▶ Exercise directions: Which lines below hold the word "high"? Copy all of them.

[Recorded data]
# # # # #

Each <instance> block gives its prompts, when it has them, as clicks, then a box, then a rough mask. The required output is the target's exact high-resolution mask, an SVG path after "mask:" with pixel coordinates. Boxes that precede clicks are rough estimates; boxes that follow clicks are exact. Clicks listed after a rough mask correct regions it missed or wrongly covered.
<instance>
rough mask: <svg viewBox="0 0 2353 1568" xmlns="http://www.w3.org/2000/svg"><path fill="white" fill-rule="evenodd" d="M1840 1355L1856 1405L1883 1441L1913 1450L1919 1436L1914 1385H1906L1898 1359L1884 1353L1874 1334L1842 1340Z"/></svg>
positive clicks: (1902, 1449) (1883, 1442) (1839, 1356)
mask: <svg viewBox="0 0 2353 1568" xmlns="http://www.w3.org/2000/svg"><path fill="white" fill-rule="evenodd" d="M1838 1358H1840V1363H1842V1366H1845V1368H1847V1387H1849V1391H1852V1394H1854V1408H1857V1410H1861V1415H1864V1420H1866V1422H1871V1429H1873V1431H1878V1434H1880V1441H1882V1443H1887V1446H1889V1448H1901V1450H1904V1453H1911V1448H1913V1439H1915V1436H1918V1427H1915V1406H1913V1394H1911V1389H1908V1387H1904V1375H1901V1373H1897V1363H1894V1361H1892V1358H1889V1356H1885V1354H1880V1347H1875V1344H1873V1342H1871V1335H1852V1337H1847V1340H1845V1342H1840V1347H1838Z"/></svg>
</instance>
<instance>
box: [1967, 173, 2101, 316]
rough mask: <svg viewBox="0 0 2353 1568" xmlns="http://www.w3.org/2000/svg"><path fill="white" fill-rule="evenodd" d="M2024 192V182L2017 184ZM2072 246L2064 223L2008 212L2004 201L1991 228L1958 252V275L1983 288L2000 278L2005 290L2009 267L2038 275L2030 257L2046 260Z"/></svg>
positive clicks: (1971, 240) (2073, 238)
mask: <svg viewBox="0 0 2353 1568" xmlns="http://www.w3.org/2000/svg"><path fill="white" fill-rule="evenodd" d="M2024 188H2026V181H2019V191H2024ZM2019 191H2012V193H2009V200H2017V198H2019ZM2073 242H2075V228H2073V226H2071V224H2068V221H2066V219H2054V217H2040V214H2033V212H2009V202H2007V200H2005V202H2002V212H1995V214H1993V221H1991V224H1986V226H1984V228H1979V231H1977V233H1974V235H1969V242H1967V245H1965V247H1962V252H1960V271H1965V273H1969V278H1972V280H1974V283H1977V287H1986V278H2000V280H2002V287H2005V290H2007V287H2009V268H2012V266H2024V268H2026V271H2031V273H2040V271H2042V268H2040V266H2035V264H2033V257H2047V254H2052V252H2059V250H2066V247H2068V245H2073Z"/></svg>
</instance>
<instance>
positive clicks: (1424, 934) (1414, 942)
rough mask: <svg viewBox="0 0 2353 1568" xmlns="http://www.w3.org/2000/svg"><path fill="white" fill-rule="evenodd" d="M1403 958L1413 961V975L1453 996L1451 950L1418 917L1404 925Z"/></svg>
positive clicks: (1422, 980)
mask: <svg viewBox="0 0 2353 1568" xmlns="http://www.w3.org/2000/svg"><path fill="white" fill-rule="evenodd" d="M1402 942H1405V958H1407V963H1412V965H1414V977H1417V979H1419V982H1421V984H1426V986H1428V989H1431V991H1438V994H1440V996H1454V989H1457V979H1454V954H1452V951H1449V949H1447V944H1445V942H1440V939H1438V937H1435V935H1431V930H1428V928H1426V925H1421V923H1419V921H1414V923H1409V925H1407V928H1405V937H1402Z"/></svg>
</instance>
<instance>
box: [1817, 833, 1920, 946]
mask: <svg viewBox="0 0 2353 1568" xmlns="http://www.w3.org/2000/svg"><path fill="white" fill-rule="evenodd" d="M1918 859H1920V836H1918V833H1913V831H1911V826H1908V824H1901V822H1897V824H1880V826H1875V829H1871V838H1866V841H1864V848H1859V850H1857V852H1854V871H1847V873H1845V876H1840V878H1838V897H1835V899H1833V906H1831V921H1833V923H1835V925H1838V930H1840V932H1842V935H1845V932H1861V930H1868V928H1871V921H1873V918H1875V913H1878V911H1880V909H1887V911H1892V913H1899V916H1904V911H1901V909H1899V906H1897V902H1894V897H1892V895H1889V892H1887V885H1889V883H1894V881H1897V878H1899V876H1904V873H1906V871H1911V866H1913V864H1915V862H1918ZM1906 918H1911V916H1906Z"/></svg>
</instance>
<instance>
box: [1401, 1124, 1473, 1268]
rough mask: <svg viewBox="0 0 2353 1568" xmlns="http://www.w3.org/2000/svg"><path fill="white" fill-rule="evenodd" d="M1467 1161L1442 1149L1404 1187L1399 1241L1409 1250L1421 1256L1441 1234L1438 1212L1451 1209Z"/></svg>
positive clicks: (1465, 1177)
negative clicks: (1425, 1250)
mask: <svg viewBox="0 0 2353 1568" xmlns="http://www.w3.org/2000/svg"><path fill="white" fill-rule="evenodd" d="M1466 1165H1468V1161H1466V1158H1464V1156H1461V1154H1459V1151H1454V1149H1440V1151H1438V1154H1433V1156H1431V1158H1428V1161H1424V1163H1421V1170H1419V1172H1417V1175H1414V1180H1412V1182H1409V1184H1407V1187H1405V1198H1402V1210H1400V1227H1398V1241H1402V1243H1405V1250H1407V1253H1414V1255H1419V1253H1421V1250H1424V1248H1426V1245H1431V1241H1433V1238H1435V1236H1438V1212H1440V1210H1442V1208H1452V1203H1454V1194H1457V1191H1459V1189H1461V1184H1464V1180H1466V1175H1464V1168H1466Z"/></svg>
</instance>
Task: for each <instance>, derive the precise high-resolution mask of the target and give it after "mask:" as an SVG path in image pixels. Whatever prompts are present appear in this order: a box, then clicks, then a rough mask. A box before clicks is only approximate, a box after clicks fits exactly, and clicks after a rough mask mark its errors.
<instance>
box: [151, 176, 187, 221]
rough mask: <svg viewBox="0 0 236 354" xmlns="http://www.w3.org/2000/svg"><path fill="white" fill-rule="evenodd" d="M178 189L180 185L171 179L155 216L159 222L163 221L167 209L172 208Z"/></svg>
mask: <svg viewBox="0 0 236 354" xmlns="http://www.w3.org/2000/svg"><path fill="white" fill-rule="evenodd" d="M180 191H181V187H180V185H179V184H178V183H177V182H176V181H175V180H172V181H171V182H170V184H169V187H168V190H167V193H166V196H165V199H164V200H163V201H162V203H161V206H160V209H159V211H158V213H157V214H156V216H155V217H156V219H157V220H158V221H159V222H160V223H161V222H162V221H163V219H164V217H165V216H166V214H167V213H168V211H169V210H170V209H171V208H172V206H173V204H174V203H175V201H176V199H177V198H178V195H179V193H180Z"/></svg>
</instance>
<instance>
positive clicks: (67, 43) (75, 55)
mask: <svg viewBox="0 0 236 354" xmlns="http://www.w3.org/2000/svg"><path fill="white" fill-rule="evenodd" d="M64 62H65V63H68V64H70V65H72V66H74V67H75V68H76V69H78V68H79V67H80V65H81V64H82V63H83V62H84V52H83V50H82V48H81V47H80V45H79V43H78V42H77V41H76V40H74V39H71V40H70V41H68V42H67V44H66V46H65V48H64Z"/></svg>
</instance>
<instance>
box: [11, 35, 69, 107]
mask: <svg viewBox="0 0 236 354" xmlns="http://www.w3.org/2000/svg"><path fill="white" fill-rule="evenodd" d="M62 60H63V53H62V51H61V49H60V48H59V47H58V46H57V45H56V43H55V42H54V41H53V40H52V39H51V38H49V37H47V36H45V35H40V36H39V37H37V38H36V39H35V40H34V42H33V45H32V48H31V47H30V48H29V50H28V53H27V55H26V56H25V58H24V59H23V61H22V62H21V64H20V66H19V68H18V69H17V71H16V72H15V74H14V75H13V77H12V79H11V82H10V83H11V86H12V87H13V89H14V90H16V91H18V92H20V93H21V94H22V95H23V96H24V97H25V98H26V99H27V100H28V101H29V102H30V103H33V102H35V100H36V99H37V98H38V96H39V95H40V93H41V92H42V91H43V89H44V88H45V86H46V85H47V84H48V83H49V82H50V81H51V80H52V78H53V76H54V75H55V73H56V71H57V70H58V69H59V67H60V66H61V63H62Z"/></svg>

# # # # #

▶ Result for this exercise:
Each <instance> block gives its prompts, when it has them, as clicks, then a box, then a rough mask. The required output is the target's exact high-resolution mask, an SVG path after "mask:" with pixel coordinates. Boxes that precede clicks are rough estimates; boxes that follow clicks are exact. Clicks listed after a rough mask correct regions it missed or wrongly covered.
Task: for each <instance>, derive the precise high-resolution mask of the target and give it after "mask:" as an SVG path in image pixels. Whatever prompts are present appear in this order: a box, then clicks, then a rough mask. A box before clicks is only approximate, a box after clicks fits exactly, and clicks after a rough mask mark its errors.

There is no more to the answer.